EXTRACT PROVIDED.
[developers] post-reduction lexical gap

Wed Dec 20 20:51:57 CET 2017

Hi Olga, I do not use a space between the * and first word. I'm not sure
that's the problem but maybe try removing it.

I saw the error message by
1) loading the grammar in regression_test/grammars into the lkb
2) importing the item file to to incr itsdb() (file-> import-> test items)
3) processing the profile (Process-> all items)

The errors were printed to the emacs window.

On Wed, Dec 20, 2017 at 11:27 AM, Olga Zamaraeva <olzama at uw.edu> wrote:

> Kristen, where were you seeing the "No analysis" message? Simply in your
> LKB window, right?

WORK TO COMPLETE.
A) Put this sentence from the post into Spanish: "The errors were printed to the emacs window."
B) Reproduce word for word the stretch of the post starting at "Wed Dec 20 20:51:57" and ending at "import-> test items)".

DATA LINES.
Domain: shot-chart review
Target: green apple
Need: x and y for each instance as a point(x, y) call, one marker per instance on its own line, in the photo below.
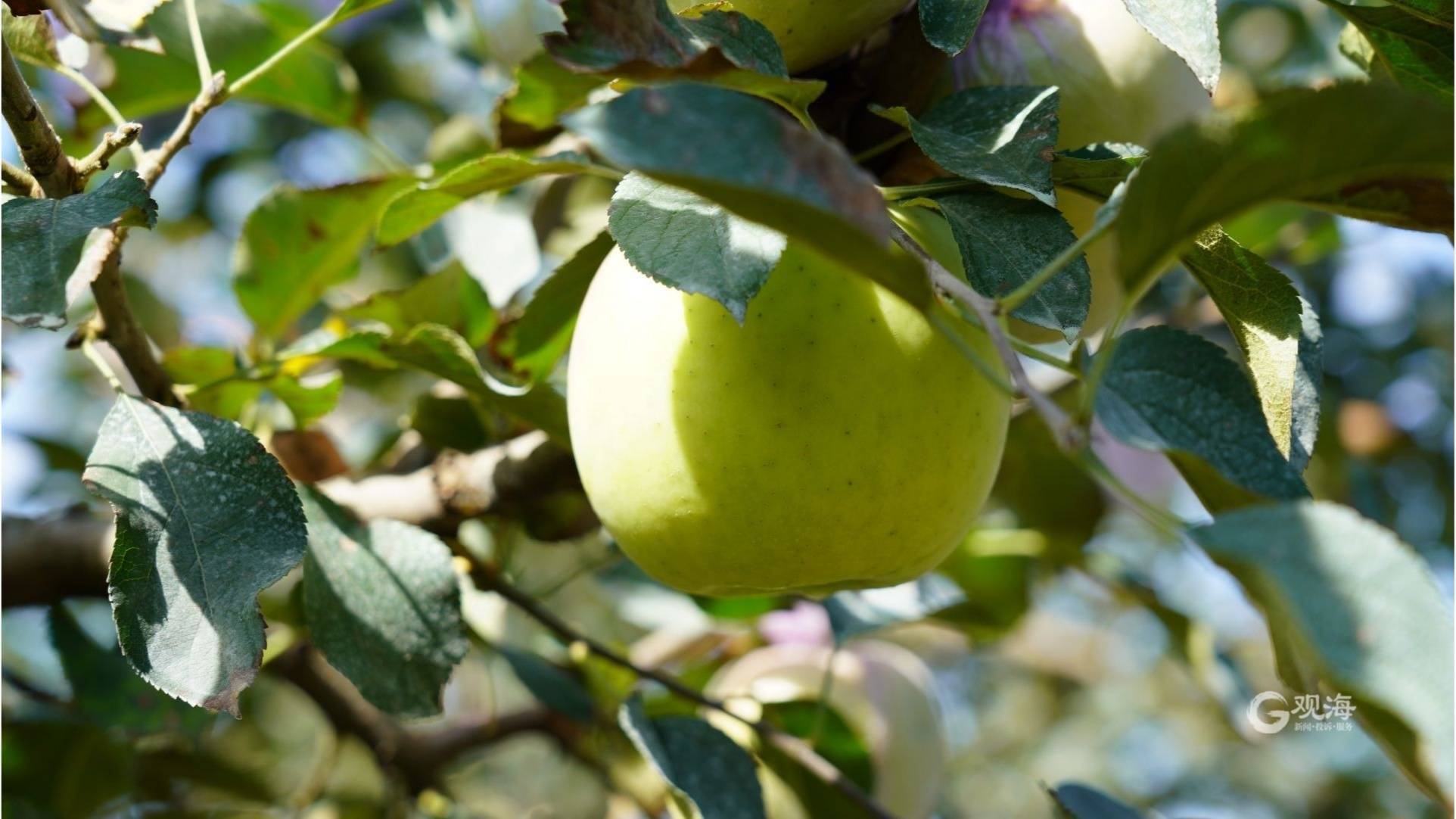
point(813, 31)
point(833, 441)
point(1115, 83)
---
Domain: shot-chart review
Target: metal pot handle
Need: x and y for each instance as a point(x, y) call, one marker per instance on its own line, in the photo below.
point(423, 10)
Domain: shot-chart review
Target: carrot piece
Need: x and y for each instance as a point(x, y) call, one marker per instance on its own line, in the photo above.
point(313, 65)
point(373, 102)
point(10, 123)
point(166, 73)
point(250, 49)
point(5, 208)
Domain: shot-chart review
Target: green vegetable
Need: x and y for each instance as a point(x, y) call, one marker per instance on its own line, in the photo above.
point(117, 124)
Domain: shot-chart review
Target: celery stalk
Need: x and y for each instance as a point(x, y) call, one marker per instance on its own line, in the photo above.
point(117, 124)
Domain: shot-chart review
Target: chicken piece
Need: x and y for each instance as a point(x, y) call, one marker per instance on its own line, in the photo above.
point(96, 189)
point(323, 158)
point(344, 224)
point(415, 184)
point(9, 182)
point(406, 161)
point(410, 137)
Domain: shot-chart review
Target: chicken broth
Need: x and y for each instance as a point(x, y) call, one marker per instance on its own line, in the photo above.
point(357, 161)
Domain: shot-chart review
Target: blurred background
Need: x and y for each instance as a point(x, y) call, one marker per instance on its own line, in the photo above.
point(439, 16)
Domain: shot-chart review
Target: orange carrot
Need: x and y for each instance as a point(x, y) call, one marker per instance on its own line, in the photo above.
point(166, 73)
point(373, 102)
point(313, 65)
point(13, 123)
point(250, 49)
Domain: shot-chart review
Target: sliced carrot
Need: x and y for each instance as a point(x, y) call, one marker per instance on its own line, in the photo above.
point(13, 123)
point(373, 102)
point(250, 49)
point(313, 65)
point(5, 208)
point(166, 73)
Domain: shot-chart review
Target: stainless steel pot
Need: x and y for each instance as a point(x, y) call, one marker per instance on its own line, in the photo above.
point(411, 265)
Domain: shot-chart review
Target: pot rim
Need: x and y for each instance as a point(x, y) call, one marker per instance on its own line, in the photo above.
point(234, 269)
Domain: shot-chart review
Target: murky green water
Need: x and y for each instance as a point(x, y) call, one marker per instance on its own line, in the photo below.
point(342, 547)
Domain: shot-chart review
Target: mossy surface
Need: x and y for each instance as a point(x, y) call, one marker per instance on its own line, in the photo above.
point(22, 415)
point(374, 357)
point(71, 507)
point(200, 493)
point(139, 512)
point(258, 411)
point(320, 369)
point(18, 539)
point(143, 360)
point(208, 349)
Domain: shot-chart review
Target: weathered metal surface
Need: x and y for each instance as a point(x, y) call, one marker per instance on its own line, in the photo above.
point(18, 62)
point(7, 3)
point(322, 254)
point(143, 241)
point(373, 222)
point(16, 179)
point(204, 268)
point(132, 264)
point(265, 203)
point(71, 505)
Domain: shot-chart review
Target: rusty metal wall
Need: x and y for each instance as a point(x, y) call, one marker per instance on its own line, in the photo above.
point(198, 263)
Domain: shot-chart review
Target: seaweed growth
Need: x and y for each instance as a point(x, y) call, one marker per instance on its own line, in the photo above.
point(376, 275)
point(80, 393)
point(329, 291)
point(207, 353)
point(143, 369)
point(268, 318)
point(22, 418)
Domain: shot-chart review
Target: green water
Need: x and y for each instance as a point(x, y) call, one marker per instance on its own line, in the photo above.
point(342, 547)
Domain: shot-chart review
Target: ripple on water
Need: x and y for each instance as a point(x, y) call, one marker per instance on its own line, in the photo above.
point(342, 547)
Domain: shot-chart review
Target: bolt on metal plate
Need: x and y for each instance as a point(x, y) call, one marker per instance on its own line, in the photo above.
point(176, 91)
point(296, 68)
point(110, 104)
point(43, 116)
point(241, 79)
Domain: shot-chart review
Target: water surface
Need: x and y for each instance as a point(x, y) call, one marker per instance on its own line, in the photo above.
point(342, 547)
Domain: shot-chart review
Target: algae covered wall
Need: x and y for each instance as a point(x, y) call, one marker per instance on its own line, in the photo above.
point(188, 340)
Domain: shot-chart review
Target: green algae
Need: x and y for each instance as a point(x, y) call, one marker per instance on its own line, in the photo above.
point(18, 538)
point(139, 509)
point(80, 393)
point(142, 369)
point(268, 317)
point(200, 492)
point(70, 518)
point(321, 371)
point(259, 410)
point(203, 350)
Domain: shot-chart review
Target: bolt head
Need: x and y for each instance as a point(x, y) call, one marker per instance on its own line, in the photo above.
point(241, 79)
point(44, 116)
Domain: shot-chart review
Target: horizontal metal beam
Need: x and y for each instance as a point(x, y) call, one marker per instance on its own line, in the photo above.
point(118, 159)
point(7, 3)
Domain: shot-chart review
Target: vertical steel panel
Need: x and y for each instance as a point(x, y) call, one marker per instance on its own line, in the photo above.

WORKED ANSWERS.
A) Los errores se imprimieron en la ventana de emacs.

B)
Wed Dec 20 20:51:57 CET 2017

Hi Olga, I do not use a space between the * and first word. I'm not sure
that's the problem but maybe try removing it.

I saw the error message by
1) loading the grammar in regression_test/grammars into the lkb
2) importing the item file to to incr itsdb() (file-> import-> test items)